=== Entries supplied ===
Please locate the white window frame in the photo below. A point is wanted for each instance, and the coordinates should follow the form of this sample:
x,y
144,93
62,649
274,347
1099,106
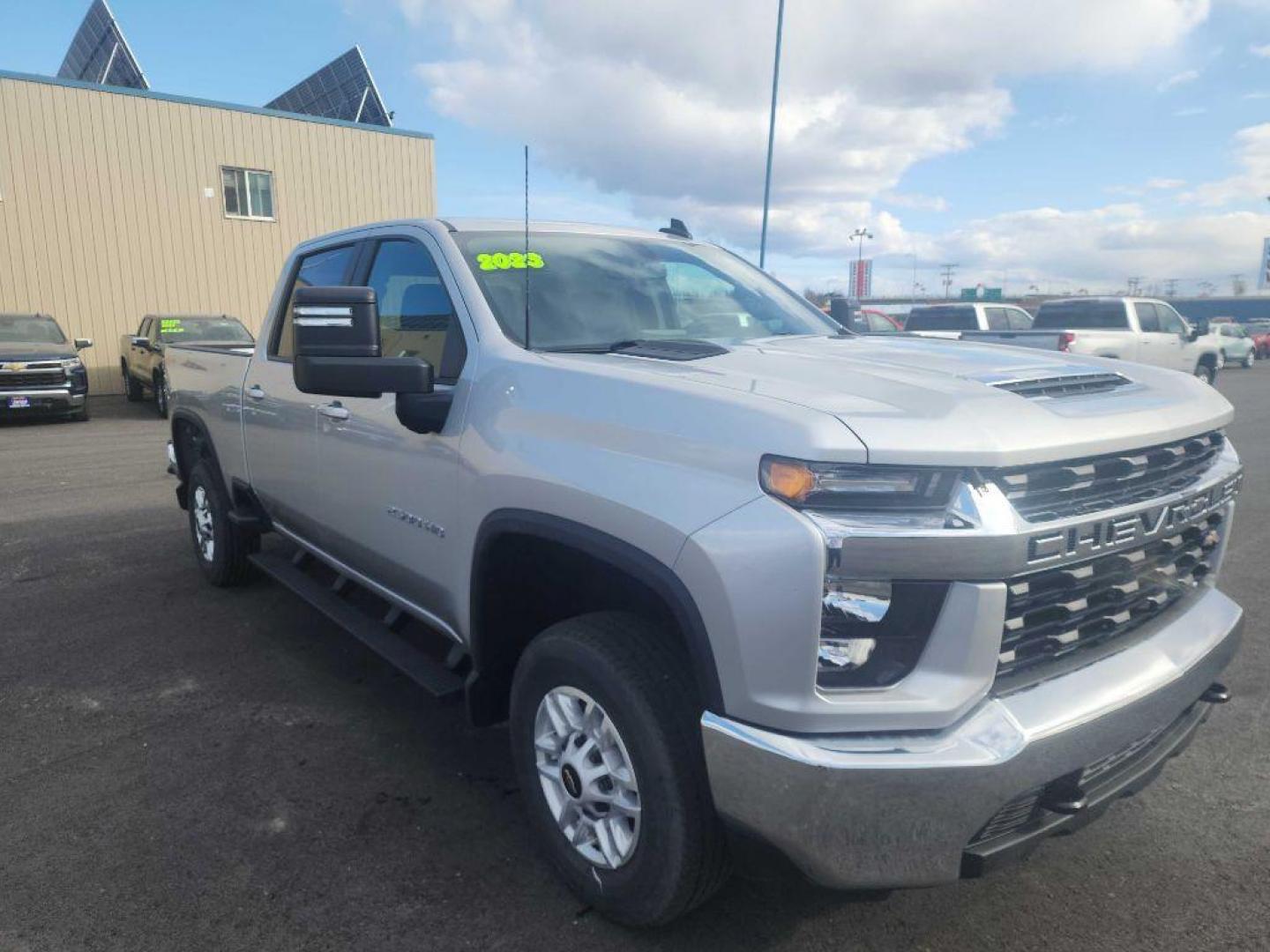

=== Task requirements ===
Please transcribe the entries precisely and omit any images they hold.

=== Solution ===
Please locate the white window frame in the photo below. A point is wanted for each instance, and the coordinates should follow the form of this sample:
x,y
144,93
62,649
274,347
1099,106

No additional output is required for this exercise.